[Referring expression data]
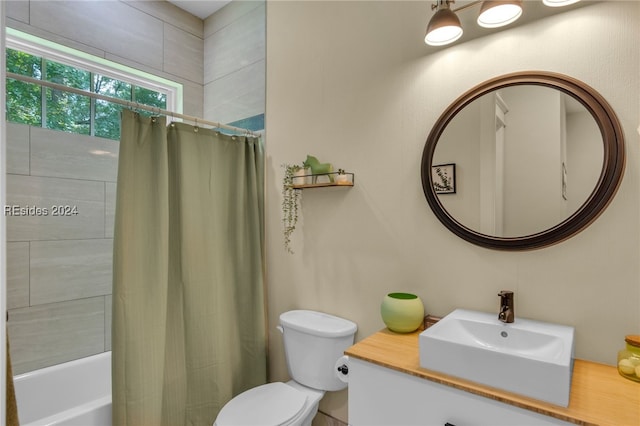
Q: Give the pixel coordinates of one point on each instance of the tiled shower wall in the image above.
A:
(58, 262)
(59, 267)
(234, 62)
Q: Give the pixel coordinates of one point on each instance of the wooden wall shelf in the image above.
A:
(323, 180)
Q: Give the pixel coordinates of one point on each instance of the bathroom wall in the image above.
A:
(354, 84)
(59, 268)
(234, 62)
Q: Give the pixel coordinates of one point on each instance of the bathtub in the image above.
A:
(76, 393)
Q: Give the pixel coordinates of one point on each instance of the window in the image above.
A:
(56, 109)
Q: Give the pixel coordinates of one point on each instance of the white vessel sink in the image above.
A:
(527, 357)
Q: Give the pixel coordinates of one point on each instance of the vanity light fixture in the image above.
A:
(559, 3)
(494, 14)
(445, 28)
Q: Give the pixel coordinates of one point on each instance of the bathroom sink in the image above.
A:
(527, 357)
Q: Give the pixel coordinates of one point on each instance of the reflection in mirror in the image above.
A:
(537, 156)
(527, 158)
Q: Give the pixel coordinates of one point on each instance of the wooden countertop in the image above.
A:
(599, 395)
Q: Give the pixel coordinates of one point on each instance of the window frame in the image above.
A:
(48, 50)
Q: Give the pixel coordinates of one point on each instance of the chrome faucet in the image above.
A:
(507, 311)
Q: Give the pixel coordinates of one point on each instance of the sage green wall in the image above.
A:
(354, 84)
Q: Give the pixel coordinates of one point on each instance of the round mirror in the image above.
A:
(523, 161)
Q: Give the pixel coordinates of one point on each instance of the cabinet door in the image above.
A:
(381, 396)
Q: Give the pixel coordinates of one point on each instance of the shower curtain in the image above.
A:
(188, 305)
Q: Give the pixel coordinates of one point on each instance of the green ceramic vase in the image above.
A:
(402, 312)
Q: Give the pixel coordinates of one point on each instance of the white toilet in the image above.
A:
(313, 343)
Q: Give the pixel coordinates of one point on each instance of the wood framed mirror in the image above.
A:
(537, 156)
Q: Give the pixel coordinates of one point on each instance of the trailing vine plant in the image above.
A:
(290, 204)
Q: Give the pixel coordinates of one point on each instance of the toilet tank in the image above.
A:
(313, 342)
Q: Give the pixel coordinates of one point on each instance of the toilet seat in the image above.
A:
(273, 404)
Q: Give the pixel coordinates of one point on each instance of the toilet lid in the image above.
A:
(271, 404)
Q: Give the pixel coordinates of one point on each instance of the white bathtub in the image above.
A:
(76, 393)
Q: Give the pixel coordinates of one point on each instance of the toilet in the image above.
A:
(313, 343)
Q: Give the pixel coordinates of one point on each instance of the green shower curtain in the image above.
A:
(188, 303)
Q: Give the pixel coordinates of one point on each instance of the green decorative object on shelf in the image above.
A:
(318, 168)
(402, 312)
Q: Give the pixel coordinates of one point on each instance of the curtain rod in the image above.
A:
(129, 104)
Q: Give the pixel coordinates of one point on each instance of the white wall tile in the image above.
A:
(46, 193)
(111, 26)
(171, 14)
(17, 275)
(108, 306)
(236, 46)
(45, 335)
(110, 208)
(69, 155)
(236, 96)
(183, 53)
(230, 13)
(18, 10)
(70, 269)
(17, 148)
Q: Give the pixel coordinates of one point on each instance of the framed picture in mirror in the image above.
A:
(444, 178)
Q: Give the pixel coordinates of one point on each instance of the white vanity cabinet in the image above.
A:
(384, 396)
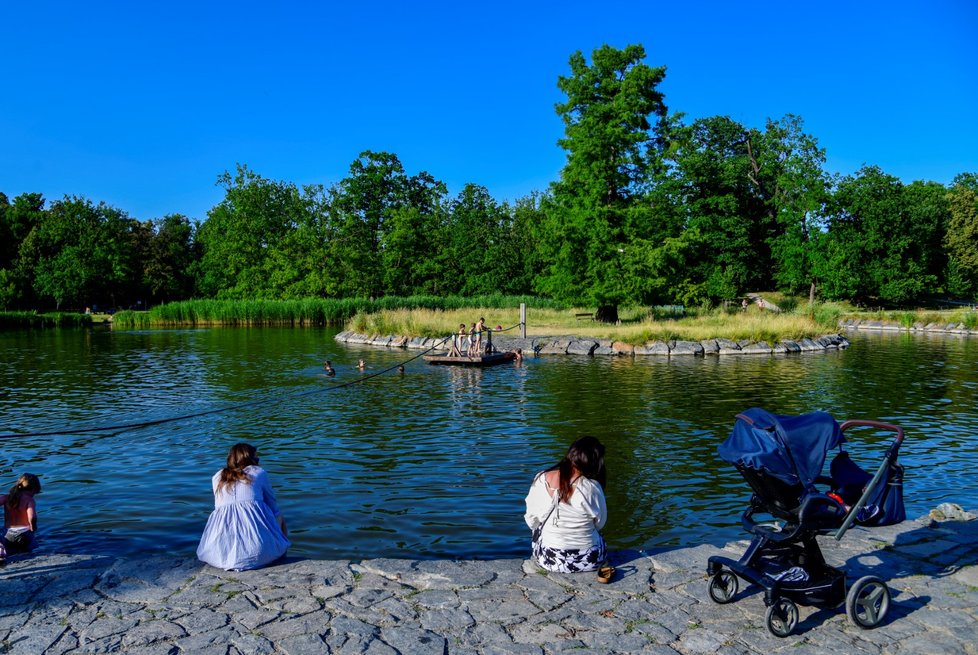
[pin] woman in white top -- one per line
(566, 510)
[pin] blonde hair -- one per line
(240, 457)
(29, 483)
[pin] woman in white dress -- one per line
(246, 530)
(566, 510)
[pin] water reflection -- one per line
(436, 462)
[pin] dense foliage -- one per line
(649, 208)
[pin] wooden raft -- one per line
(484, 360)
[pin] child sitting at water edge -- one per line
(566, 510)
(20, 516)
(246, 530)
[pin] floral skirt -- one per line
(570, 560)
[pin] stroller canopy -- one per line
(789, 448)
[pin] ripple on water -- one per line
(436, 463)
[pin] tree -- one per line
(726, 225)
(594, 210)
(961, 238)
(169, 259)
(80, 252)
(17, 220)
(243, 252)
(881, 243)
(787, 174)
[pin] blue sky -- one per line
(142, 105)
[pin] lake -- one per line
(436, 463)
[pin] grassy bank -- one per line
(18, 320)
(305, 312)
(638, 325)
(910, 318)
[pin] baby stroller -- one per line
(782, 457)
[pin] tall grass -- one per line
(639, 325)
(306, 311)
(908, 318)
(50, 319)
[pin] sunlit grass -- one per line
(49, 319)
(638, 325)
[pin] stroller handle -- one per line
(856, 423)
(887, 460)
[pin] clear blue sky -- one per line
(142, 105)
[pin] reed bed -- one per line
(908, 318)
(638, 326)
(49, 319)
(303, 312)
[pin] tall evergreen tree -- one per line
(595, 211)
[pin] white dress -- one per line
(570, 538)
(243, 531)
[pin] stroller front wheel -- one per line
(723, 587)
(782, 617)
(868, 602)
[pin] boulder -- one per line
(556, 347)
(582, 347)
(686, 348)
(951, 512)
(653, 348)
(623, 348)
(727, 347)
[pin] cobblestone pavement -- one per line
(657, 603)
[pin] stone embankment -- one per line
(61, 604)
(929, 328)
(597, 347)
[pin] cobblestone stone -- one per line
(60, 604)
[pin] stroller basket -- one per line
(782, 459)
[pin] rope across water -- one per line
(125, 427)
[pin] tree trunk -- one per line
(607, 314)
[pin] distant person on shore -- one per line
(20, 516)
(566, 510)
(246, 530)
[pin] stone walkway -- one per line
(657, 603)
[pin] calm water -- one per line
(436, 463)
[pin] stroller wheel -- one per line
(723, 587)
(867, 602)
(782, 617)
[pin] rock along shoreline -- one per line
(69, 604)
(566, 345)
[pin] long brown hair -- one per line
(240, 457)
(28, 482)
(587, 456)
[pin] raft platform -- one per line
(464, 360)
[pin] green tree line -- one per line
(651, 207)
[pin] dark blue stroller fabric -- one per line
(884, 505)
(790, 448)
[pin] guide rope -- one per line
(126, 427)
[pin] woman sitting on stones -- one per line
(566, 510)
(20, 516)
(246, 530)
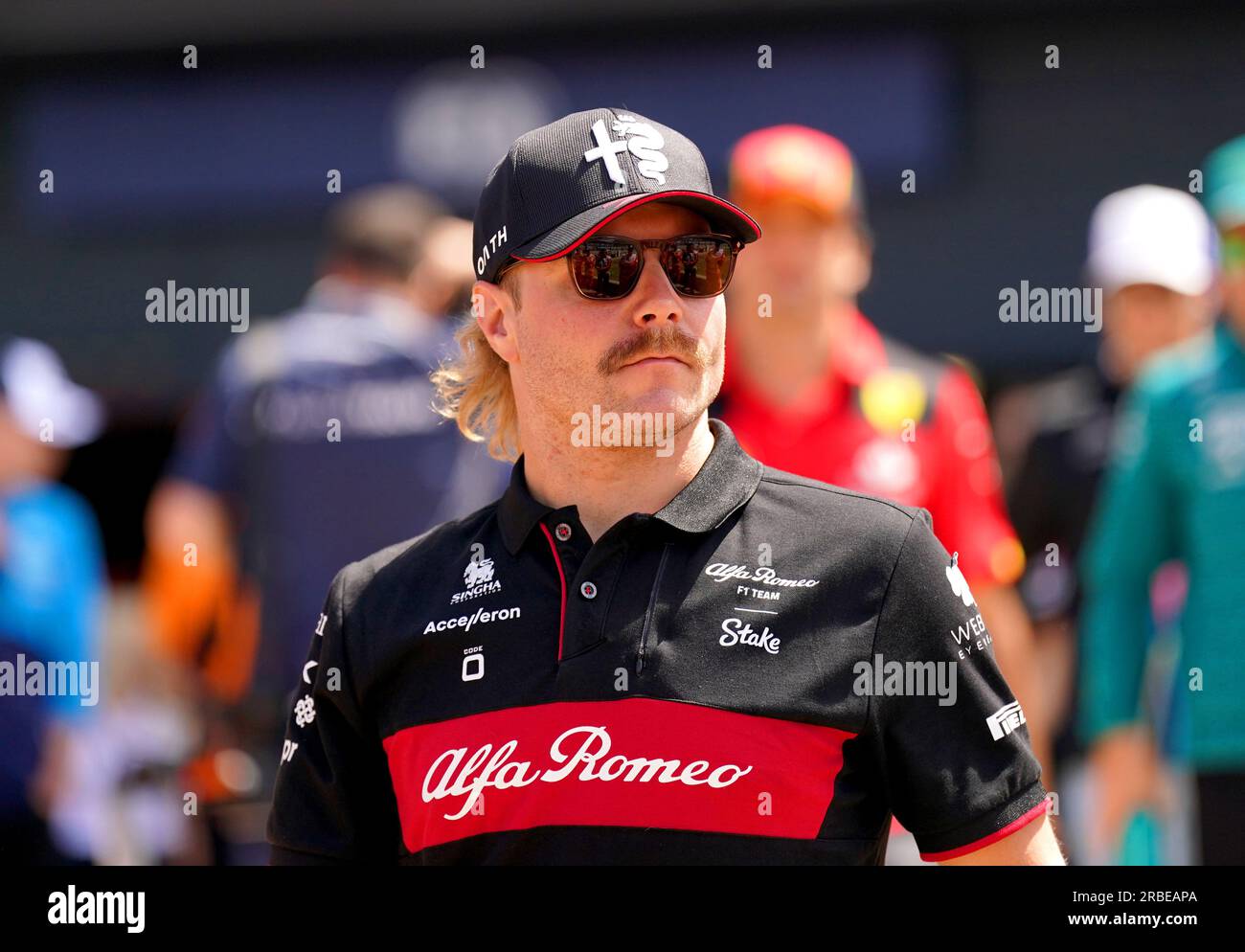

> What you are asked to do
Lines in the data that hold "shower" must be located and copied.

> Result below
Q: Give the pixel coordinates of one point on each instance of the tiled shower wall in the image above.
Q: Give the pixel coordinates of one point on each instance of the shower curtain in the image above.
Q: Give the pixel coordinates of one point on each instance of the green shower curtain in the image above.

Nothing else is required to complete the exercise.